(Data items)

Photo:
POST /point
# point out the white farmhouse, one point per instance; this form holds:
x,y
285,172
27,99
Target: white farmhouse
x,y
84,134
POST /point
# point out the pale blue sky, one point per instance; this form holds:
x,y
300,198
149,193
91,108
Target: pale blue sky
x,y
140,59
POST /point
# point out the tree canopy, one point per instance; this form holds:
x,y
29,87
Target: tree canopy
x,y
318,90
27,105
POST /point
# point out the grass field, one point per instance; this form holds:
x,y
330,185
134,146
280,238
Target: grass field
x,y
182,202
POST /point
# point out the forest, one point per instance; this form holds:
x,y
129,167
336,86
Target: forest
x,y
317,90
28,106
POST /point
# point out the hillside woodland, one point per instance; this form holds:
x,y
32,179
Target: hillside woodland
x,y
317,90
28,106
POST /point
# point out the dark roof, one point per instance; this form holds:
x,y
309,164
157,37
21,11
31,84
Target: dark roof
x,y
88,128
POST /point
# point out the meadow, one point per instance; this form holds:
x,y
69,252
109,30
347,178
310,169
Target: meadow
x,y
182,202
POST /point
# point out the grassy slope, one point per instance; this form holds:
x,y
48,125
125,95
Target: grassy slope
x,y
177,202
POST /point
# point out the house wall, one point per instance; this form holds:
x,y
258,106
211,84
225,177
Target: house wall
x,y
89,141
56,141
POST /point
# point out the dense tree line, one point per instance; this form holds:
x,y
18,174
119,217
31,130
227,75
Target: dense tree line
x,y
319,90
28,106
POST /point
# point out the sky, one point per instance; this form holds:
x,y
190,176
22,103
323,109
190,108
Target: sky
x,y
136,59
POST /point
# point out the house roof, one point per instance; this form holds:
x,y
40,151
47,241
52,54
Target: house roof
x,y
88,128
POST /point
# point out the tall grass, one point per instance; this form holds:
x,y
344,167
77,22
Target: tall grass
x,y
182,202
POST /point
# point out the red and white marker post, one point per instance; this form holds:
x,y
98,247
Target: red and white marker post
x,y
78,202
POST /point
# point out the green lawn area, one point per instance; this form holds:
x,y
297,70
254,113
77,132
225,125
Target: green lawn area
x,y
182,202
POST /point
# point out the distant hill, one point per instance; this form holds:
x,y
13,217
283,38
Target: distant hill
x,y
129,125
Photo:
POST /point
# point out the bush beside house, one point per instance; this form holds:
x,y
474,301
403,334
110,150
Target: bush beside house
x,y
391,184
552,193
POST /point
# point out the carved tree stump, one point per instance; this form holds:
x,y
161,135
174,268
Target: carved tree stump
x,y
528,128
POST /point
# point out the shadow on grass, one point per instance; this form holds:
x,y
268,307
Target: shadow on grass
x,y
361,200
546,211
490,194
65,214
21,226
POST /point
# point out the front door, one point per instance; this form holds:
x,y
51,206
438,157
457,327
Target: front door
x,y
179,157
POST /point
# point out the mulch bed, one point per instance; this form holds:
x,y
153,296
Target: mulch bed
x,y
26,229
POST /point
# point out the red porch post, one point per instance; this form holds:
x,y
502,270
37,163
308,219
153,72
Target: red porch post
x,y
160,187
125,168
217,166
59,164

- [Assignment]: Set down each entry from above once more, exactly as written.

- [Output for this task]:
Photo:
POST /point
# point out the white farmhouse, one point per instance; this form holds:
x,y
285,172
27,99
Target: white farmhouse
x,y
84,134
POST /point
# point out the pale blue sky, one point per instance; this form holds:
x,y
300,198
149,193
91,108
Target: pale blue sky
x,y
140,59
POST /point
# point out the tree canopy, one point per instance; this form holds:
x,y
29,87
Target: tree canopy
x,y
318,90
27,105
POST /point
# point out the grass field, one point per instance; this form holds:
x,y
330,185
134,146
280,238
Target: grass field
x,y
182,202
POST /point
# point out the forest, one point per instance; this form holds:
x,y
129,167
336,86
Target: forest
x,y
317,90
28,106
POST /point
# point out the hillside woodland, one point per instance; this form holds:
x,y
32,179
Target: hillside woodland
x,y
317,90
28,106
POST /point
# point out the dark roof, one point per instance; this form holds:
x,y
309,164
157,37
21,11
31,84
Target: dark roof
x,y
88,128
POST /point
# point out the meadow, one point per instance; this form holds:
x,y
69,252
109,30
347,178
310,169
Target: meadow
x,y
182,202
POST /point
# point out the grassy slope, one point per instance; this form holds:
x,y
48,125
125,95
Target: grassy slope
x,y
177,202
POST /point
# point out the house wall, one point per instance; this form holds:
x,y
258,106
211,84
225,177
Target: house wall
x,y
89,141
56,141
POST /point
# point out the dense tree line, one point per instance; this form holds:
x,y
18,174
119,217
31,130
227,75
Target: dense tree line
x,y
319,90
28,106
POST /point
# point out the sky, one point per instance; this form holds:
x,y
190,176
22,103
323,109
190,108
Target: sky
x,y
136,59
POST /point
# point out the house roof, one point per instance; this form holds:
x,y
40,151
47,241
52,54
Target: house roof
x,y
88,128
POST /point
# point out the tall grass, one point per instance; this form holds:
x,y
344,167
77,22
Target: tall grass
x,y
182,202
POST /point
# point out the red and white marker post, one point per instance; this form holds:
x,y
98,247
Target: red and white marker post
x,y
78,202
POST /point
# point out the green lawn area, one point per instance; this form holds:
x,y
297,70
254,113
77,132
225,125
Target: green lawn area
x,y
182,202
POST /point
# point out the distant hill, one point per instance; this form holds:
x,y
13,217
283,38
Target: distant hill
x,y
129,125
Photo:
POST /point
# point out the bush beside house, one point per instance; this form holds:
x,y
474,301
403,334
110,150
Target: bush beside house
x,y
391,184
552,193
POST /point
# point out the carved tree stump, one point per instance; this form holds:
x,y
161,135
174,268
Target: carved tree stump
x,y
528,128
POST /point
# point out the shadow on grass, one point per instance; this form holds:
x,y
268,307
Target: shadow on grass
x,y
361,200
546,211
490,194
65,214
21,226
POST /point
# point out the front door, one point per instance; this form holds:
x,y
51,206
438,157
457,327
Target: front door
x,y
179,157
POST /point
# point out the mulch bed, one point per instance; this form holds:
x,y
153,296
Target: mulch bed
x,y
26,229
POST /point
# point out the red porch post, one point per instance; this form holds:
x,y
502,270
37,163
308,219
153,72
Target: red porch post
x,y
160,187
125,168
217,166
59,164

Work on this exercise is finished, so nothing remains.